* 練習問題
1) 本文によれば、『遊歴雑記』の初編ではどの土地が取り上げられていますか。すべて挙げてください。
2) 本文のうち「十方庵は村尾嘉陵よりも遠くま」から「ありて清閑の伽藍といふべし」」までを、その末尾の語句も含めて一字一句そのまま書き写してください。

十方庵敬順『遊歴雑記』

遊歴雑記初編 (1) (東洋文庫 (499))

遊歴雑記初編 (1) (東洋文庫 (499))

遊歴雑記初編〈2〉 (東洋文庫)

遊歴雑記初編〈2〉 (東洋文庫)

 先日、村尾嘉陵の『江戸近郊道しるべ』を取り上げたが、同じく江戸時代の江戸とその周辺の紀行。
 江戸・小日向(現・文京区)廓然寺(浄土真宗明治12年廃寺)の住職だった十方庵敬順(1762‐1832)が隠居後に各地を旅した先での見聞を詳細に記録したのが『遊歴雑記』と題する書物。全5編から成り、各編とも上・中・下の3冊ずつで合計15冊が存在するが、現在出版されているのは初編の3冊のみ。それが『遊歴雑記初編1』(上・中を収録)と『遊歴雑記初編2』(下と解説)の2巻で、平凡社東洋文庫から刊行されている。現代語訳ではなく原文のみ(朝倉治彦校訂)。
 僕は世田谷区に関する地誌や紀行を集めた『世田谷地誌集』(世田谷区教育委員会)を図書館で借りて読んで、初めてその存在を知ったのだが、非常に面白い。
世田谷地誌集 (1985年)

世田谷地誌集 (1985年)

 十方庵は村尾嘉陵よりも遠くまで足を延ばし、初編では江戸市中から鎌倉や江の島、川越、八王子、市川あたりまで取り上げられているが、残念ながら江戸からの道中についての記述は少ない。そのかわり現地での見聞については詳細に書かれており、当時の人が実際にその土地に出かけてみないと分からないような貴重な話がたくさん出てきて、それが面白い。ほかの編では三河尾張まで出かけているらしい。
 僕にとって身近な場所ではたとえば世田谷の豪徳寺。十方庵は文化11(1814)年に訪れていて、次のように書いている。
「表門は南のせたがやの宿(世田谷新宿=現ボロ市通り)の北裏手にあり、境内爪先あがりに自然に高く、且広大に寂々寥々たり、栗鼠・ましら(=猿)・諸鳥の声のみありて清閑の伽藍といふべし」

* 提供資料
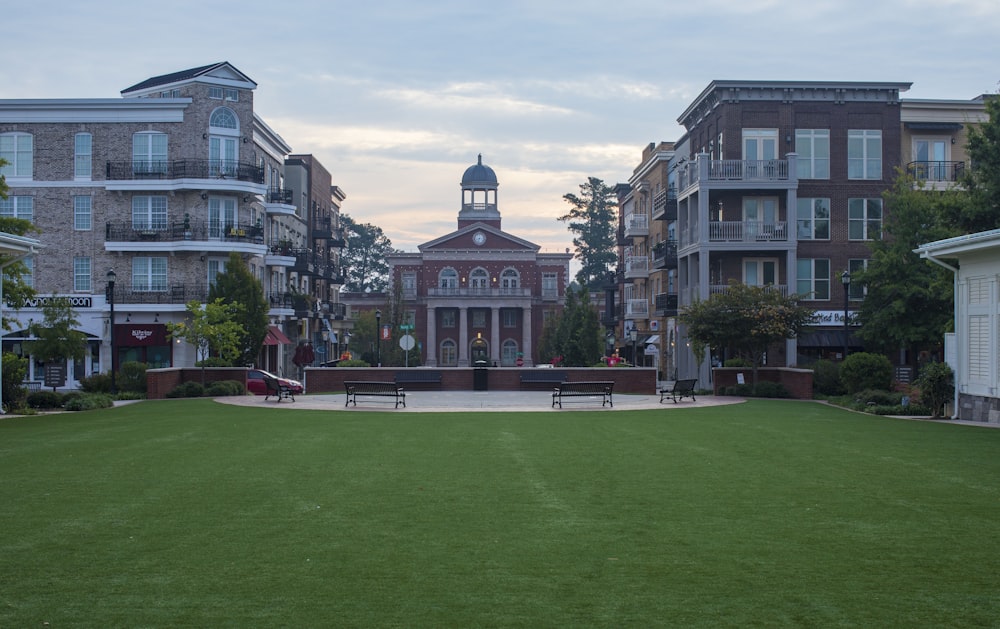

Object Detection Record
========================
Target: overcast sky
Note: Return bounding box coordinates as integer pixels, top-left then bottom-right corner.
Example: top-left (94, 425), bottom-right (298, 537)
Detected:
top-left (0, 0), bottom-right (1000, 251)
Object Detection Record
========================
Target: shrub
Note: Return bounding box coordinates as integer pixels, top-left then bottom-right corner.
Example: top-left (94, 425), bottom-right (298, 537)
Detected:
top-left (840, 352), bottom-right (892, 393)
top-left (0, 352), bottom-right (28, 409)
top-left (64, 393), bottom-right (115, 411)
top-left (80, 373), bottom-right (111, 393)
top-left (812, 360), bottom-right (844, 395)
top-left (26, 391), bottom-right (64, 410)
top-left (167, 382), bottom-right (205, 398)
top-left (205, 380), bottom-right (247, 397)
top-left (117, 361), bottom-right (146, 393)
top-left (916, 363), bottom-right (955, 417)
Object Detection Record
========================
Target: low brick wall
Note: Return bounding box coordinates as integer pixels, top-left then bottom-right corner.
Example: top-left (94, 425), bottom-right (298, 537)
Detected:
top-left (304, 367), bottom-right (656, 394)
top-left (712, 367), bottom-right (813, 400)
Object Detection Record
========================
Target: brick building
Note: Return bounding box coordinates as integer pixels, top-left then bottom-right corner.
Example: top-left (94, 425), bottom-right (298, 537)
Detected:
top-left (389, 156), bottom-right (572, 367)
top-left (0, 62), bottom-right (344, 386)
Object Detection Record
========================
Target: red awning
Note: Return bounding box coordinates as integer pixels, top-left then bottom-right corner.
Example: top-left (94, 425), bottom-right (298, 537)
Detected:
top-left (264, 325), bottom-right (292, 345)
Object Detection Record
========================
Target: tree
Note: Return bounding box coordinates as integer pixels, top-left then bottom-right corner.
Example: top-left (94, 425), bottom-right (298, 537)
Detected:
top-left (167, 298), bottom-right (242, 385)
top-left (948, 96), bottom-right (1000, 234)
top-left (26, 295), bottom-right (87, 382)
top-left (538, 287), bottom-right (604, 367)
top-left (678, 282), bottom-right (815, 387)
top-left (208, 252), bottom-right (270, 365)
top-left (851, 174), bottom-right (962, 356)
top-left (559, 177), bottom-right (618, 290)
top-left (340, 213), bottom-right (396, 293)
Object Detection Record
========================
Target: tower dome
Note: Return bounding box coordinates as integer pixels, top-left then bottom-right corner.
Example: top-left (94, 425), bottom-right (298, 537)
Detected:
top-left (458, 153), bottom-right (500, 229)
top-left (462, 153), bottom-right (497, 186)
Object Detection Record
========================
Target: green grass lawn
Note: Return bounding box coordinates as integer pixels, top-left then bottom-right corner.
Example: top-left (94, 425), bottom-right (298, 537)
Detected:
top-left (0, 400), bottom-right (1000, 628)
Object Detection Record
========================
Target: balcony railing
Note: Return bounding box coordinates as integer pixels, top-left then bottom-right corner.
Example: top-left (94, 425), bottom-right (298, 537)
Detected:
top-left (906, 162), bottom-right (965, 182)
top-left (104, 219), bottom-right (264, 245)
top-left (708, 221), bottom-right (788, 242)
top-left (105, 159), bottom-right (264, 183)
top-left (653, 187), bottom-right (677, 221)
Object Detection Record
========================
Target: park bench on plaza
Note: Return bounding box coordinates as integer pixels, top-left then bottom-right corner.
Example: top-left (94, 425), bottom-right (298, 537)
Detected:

---

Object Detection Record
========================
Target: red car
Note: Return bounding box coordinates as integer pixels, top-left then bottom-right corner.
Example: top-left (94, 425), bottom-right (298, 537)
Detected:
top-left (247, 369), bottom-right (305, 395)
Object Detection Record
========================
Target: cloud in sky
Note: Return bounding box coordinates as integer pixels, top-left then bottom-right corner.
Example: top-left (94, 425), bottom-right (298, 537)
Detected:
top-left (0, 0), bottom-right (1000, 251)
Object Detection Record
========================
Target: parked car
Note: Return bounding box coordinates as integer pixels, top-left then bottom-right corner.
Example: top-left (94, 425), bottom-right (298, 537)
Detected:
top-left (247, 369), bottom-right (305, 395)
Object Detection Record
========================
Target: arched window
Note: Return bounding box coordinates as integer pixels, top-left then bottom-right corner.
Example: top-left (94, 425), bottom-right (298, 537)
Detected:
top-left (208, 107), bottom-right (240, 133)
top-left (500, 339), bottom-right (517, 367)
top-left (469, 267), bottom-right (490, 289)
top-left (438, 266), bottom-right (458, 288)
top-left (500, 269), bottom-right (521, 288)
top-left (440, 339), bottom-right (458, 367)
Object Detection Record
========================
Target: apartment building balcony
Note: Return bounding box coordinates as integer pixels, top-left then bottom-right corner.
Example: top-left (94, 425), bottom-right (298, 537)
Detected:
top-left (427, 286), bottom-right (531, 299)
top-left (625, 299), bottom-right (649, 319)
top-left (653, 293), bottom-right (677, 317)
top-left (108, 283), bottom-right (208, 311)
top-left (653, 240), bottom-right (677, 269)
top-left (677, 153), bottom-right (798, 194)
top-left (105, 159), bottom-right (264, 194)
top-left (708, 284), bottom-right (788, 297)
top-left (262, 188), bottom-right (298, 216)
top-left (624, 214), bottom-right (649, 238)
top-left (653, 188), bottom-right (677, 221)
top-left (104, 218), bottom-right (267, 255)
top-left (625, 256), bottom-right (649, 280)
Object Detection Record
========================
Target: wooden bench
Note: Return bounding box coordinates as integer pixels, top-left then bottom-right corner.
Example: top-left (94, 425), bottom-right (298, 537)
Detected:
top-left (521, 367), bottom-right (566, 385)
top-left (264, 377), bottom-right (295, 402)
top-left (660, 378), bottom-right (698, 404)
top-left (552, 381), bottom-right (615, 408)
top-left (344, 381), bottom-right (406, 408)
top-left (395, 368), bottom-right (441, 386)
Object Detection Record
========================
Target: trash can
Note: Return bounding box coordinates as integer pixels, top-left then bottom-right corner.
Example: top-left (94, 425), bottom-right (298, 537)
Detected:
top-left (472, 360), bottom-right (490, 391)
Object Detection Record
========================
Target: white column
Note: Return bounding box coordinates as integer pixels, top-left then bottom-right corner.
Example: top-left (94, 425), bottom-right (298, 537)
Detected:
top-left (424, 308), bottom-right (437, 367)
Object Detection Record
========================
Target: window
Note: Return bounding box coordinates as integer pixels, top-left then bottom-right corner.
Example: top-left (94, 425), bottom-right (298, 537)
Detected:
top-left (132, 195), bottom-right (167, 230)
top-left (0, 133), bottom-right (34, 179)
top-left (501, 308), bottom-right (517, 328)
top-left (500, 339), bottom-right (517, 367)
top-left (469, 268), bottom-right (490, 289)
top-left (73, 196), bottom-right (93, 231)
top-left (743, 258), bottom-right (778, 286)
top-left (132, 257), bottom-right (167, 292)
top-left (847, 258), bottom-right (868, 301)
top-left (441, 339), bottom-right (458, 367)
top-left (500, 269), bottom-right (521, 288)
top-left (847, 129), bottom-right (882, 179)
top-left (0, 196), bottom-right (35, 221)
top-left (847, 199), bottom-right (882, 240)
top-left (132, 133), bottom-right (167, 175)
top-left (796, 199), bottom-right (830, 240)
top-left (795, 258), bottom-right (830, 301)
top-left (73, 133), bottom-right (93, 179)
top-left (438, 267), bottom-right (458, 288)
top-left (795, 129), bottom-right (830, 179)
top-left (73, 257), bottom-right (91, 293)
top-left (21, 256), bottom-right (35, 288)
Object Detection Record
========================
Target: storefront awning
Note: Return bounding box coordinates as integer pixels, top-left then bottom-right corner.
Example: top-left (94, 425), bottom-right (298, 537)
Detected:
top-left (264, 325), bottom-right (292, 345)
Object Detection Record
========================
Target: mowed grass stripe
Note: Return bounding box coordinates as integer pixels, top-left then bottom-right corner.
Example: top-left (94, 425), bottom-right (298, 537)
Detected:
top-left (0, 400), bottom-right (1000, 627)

--

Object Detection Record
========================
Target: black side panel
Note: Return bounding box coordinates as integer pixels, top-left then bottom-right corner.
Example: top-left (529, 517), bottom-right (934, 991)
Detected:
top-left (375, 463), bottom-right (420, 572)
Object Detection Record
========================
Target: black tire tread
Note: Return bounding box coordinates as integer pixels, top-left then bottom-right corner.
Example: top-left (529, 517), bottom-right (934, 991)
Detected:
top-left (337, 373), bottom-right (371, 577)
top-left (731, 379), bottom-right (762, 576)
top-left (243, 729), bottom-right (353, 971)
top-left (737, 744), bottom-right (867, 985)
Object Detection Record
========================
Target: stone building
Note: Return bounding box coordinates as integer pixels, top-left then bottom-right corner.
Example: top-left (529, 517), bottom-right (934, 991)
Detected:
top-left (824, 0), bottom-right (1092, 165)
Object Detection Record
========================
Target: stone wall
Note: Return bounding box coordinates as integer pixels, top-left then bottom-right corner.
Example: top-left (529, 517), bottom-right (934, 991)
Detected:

* 解答
1) 江戸市中、鎌倉、江の島、川越、八王子、市川

2)
十方庵は村尾嘉陵よりも遠くまで足を延ばし、初編では江戸市中から鎌倉や江の島、川越、八王子、市川あたりまで取り上げられているが、残念ながら江戸からの道中についての記述は少ない。そのかわり現地での見聞については詳細に書かれており、当時の人が実際にその土地に出かけてみないと分からないような貴重な話がたくさん出てきて、それが面白い。ほかの編では三河尾張まで出かけているらしい。
 僕にとって身近な場所ではたとえば世田谷の豪徳寺。十方庵は文化11(1814)年に訪れていて、次のように書いている。
「表門は南のせたがやの宿(世田谷新宿=現ボロ市通り)の北裏手にあり、境内爪先あがりに自然に高く、且広大に寂々寥々たり、栗鼠・ましら(=猿)・諸鳥の声のみありて清閑の伽藍といふべし」